## Travail demandé
1. D'après l'extrait sur Undisputed Truth, en quelle année Berry Gordy déplace-t-il la Motown de Detroit à Los Angeles ?
2. Poursuivez l'extrait sur Undisputed Truth et Norman Whitfield à la suite de sa dernière phrase.

Il leur fait réenregistrer les chansons des Temptations afin de pousser plus loin ses expérimentations, tout en conservant les meilleures chansons pour les Temptations. Coup de génie de sa part, balle dans le pied pour Undisputed Truth. Ils ne décrochent alors qu’un seul hit avec le sublime Smiling Faces Sometimes sur un premier album ignoré, sorti en 1971. Pourtant, leurs versions de California Soul, Aquarius, et Ball of confusion construisent parfaitement ces décors brumeux, en clair-obscur, typiques de la soul psyché de Whitfield.
Ce n’est pas une soul à écouter dans son canapé en sirotant son daïquiri tout en racontant ses dernières vacances au Vietnam. Non, vous sentez plutôt que le canapé confortable risque à tout moment de vous engloutir. You be aware of the pat on the back (“Smiling Faces Sometimes”).
L’année suivante, en 1972, suite au départ de plusieurs artistes et saisi par le rêve hollywoodien, Berry Gordy délocalise la Motown de Detroit à Los Angeles, suivi par son producteur en chef, Norman Whitfield.
Dans le même temps, Undisputed Truth évolue vers des influences très proches de George Clinton et de ses deux groupes jumeaux, Parliament et Funkadelic. Whitfield ne cesse de prendre exemple sur Clinton, ancien parolier chez Motown qui a amené la soul vers des territoires funk et psychédéliques au service d’une imagerie science-fiction. Ainsi, Whitfield engage au sein des UT des musiciens du même label que Funkadelic ou qui ont fait les chœurs sur certains albums de Parliament. Sous cette influence, Undisputed Truth sortent coup sur coup des albums moyens toujours enracinés dans le psychédélisme avec des soupçons de funk.

Données stockées d'une collection
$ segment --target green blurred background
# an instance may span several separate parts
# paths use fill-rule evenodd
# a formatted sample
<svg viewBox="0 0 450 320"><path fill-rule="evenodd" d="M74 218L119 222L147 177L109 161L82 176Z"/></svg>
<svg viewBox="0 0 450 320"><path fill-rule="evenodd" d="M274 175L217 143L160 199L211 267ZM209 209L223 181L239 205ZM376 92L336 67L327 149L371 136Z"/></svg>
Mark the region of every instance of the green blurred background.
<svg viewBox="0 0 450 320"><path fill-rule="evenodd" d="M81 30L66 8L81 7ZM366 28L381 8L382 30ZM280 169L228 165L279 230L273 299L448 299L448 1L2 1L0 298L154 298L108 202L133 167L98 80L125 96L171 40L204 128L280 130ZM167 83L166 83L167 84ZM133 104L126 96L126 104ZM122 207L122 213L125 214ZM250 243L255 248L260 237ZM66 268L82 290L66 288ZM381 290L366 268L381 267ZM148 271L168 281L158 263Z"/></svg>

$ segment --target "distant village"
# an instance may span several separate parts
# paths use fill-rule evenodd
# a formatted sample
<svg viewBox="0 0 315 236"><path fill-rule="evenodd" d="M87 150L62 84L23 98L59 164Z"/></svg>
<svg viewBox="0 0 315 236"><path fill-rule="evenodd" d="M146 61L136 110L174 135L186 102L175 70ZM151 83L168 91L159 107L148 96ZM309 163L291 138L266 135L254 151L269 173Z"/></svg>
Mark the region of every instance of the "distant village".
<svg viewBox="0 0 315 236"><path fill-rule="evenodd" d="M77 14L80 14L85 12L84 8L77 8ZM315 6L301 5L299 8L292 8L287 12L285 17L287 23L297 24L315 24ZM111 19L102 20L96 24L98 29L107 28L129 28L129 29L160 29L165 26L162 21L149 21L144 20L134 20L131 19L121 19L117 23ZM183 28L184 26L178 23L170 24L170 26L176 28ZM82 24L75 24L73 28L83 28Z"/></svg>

## Réponses par tâche
1. En 1972.

2.
Cependant, en 1975, 7 ans après Cloud Nine et le virage psychédélique, Whitfield voit que cette caution psyché n’est plus l’assurance du succès. A l’écoute des charts, il remarque que les chansons politiques s’effacent peu à peu : le public des 70’s veut danser plus que manifester.
Une musique encore prise dans la soul psychédélique et le funk commence à s’émanciper par l’électronique : le disco. Gloria Gaynor et ABBA sont là depuis 1974, suivis de Barry White et des Bee Gees, avant que Donna Summer ne fasse sauter la banque, en 1975 justement, avec Love to love you baby. L’avènement populaire de la discothèque, du 12’’, de Giorgio Moroder et, partant, le retour du Vieux Continent, notamment de l’Allemagne.
La Motown vieillit et Whitfield prend ce tournant disco au sérieux. Toujours en 1975, il quitte la Motown pour créer son propre label, suivi notamment par Undisputed Truth. Il engage ensuite comme ingénieur-son Leanard Jackson, âgé de 26 ans. On y est. Presque.
1976-1978 : Disco, vers Kraftwerk
Dès 1976, un après la création de son label à Los Angeles, Whitfield s’impose dans le disco, épaulé par l’un de ses ingés sons, dont on exagère sciemment le rôle : Leanard.
Cette année-là, ils produisent You + Me = Love des Undisputed Truth, éternel groupe-laboratoire. Le titre obtient un succès honorable dans les charts américains et britanniques. Si l’ambiance reste soul et psyché, l’orchestration évolue rapidement vers des beats disco, avec cuivres, chœurs, mise en avant de la chanteuse et long instrumental. La chanson finale du disque se nomme Let’s go down to the disco. On ne fait pas plus clair.
Un mois plus tard, en septembre 1976, Whitfield sort l’un des hymnes disco avec les Rose Royce : Car Wash, titre qui passe un coup de polish sur la soul Motown. Whitfield reçoit en 1977 à Cannes le prix de la meilleure musique de film. La même année, il plante le clou avec Wishing on a star des Rose Royce, sur lequel officie toujours Leanard Jackson et qui obtient un succès inattendu en Europe.
Whitfield a ainsi établi son label comme acteur américain central du disco grâce à Rose Royce et Undisputed Truth. Ce qui ne manque pas d’intéresser quatre Allemands.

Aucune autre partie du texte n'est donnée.